== WHAT IS EXPECTED ==
From first line to last, output the records below exactly.

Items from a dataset
• • • •
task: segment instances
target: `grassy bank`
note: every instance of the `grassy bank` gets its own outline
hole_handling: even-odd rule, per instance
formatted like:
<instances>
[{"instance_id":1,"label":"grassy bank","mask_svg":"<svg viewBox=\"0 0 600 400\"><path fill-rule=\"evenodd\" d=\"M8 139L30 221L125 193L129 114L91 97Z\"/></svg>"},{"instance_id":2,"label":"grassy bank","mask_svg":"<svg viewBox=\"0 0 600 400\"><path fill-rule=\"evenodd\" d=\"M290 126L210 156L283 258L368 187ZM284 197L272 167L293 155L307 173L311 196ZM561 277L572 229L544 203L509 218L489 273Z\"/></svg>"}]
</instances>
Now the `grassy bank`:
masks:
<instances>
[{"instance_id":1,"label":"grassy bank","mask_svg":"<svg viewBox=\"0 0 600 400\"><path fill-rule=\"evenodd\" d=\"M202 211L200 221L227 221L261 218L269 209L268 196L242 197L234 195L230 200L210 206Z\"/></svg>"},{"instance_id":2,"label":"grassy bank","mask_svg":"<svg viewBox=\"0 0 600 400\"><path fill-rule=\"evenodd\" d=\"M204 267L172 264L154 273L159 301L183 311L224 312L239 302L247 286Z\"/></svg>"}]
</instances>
• • • •
== WRITTEN SOLUTION ==
task: segment instances
target: `grassy bank`
note: every instance of the `grassy bank` gets its own outline
hole_handling: even-odd rule, per instance
formatted like:
<instances>
[{"instance_id":1,"label":"grassy bank","mask_svg":"<svg viewBox=\"0 0 600 400\"><path fill-rule=\"evenodd\" d=\"M8 139L30 221L125 193L129 114L91 97Z\"/></svg>"},{"instance_id":2,"label":"grassy bank","mask_svg":"<svg viewBox=\"0 0 600 400\"><path fill-rule=\"evenodd\" d=\"M290 126L210 156L283 258L368 187ZM284 197L272 167L293 155L307 173L311 196ZM561 277L572 229L544 203L509 218L489 273Z\"/></svg>"}]
</instances>
Now the `grassy bank`:
masks:
<instances>
[{"instance_id":1,"label":"grassy bank","mask_svg":"<svg viewBox=\"0 0 600 400\"><path fill-rule=\"evenodd\" d=\"M202 211L200 221L227 221L261 218L269 209L268 196L242 197L234 195L230 200L210 206Z\"/></svg>"},{"instance_id":2,"label":"grassy bank","mask_svg":"<svg viewBox=\"0 0 600 400\"><path fill-rule=\"evenodd\" d=\"M204 267L172 264L154 273L159 301L183 311L224 312L239 302L247 286Z\"/></svg>"}]
</instances>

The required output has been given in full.